• [EXERCISE OBJECTIVE]:
Would you print each of the entries below precisely as given?

• [PROVIDED DATA]:

──────────

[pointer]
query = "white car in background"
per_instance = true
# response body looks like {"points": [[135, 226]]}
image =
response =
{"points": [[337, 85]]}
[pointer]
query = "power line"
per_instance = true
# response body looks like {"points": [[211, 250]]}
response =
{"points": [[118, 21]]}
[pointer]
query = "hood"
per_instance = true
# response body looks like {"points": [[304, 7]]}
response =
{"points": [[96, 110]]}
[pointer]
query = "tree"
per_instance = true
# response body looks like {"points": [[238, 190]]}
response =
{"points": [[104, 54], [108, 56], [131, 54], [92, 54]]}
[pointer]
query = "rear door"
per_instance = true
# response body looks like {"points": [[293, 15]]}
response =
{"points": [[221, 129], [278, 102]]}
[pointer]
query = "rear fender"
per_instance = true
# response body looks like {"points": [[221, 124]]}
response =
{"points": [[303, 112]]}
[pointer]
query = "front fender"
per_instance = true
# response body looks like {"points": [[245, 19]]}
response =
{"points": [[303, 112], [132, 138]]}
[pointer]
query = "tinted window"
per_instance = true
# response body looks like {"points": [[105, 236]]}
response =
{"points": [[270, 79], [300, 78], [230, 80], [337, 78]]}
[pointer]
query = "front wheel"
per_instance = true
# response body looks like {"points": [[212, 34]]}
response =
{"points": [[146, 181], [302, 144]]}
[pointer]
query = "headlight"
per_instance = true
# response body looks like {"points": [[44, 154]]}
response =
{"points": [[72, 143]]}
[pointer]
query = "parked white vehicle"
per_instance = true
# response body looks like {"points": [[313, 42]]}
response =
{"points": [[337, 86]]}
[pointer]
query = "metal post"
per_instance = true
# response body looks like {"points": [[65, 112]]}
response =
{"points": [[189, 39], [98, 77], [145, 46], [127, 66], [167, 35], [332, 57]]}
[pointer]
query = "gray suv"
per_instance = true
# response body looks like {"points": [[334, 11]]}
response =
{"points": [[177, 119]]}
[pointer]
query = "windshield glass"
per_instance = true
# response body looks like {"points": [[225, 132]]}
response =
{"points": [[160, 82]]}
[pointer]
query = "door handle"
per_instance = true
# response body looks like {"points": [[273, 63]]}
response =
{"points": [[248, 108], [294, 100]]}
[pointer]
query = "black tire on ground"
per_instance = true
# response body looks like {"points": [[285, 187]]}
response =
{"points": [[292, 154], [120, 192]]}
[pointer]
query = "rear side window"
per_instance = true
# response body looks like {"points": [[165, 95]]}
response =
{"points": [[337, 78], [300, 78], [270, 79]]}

──────────

• [RESPONSE TO THIS TASK]:
[pointer]
query = "white car in background"
per_instance = true
# response body looks like {"points": [[135, 226]]}
image =
response =
{"points": [[337, 85]]}
[pointer]
query = "power line"
per_instance = true
# response body looks like {"points": [[211, 250]]}
response =
{"points": [[118, 21]]}
[pointer]
query = "hood"
per_instance = true
# response body looks like {"points": [[304, 7]]}
response =
{"points": [[96, 110]]}
[pointer]
query = "tree"
per_instance = true
# response body looks like {"points": [[238, 190]]}
response =
{"points": [[104, 54], [108, 56], [131, 54], [92, 54]]}
[pointer]
query = "rear door"
per_instance = true
# response body looks like {"points": [[293, 15]]}
response =
{"points": [[221, 129], [278, 102]]}
[pointer]
query = "rear fender"
per_instance = true
# response body looks like {"points": [[221, 124]]}
response =
{"points": [[303, 112]]}
[pointer]
query = "front fender"
per_instance = true
# response body looks like {"points": [[245, 19]]}
response =
{"points": [[303, 112], [132, 138]]}
[pointer]
query = "tinted window"
per_instance = true
# response body looks like {"points": [[105, 236]]}
response =
{"points": [[270, 79], [300, 78], [230, 80], [337, 78]]}
[pointer]
query = "front wheel"
per_instance = true
# response body looks like {"points": [[212, 34]]}
response =
{"points": [[146, 181], [302, 144]]}
[pointer]
query = "headlight"
per_instance = true
# response body looks like {"points": [[44, 154]]}
response =
{"points": [[72, 143]]}
[pointer]
query = "parked white vehicle"
per_instance = true
# response body looks like {"points": [[313, 42]]}
response =
{"points": [[337, 86]]}
[pointer]
query = "metal post"
per_instance = true
# response body looks like {"points": [[65, 112]]}
response =
{"points": [[189, 39], [98, 77], [145, 46], [127, 66], [167, 35], [332, 57]]}
[pointer]
query = "gray suv"
per_instance = true
# response body looks like {"points": [[334, 11]]}
response =
{"points": [[177, 119]]}
[pointer]
query = "windshield glass"
per_instance = true
# response body looks like {"points": [[225, 132]]}
response =
{"points": [[160, 82]]}
[pointer]
query = "door handle"
per_instance = true
# response body looks like {"points": [[273, 63]]}
response =
{"points": [[248, 108], [294, 100]]}
[pointer]
query = "black tire on ground"
per_instance = true
# response body looks like {"points": [[285, 187]]}
response =
{"points": [[292, 154], [120, 192]]}
[pointer]
query = "rear side window"
per_instance = true
# response body looks like {"points": [[165, 95]]}
response =
{"points": [[337, 78], [300, 78], [270, 79]]}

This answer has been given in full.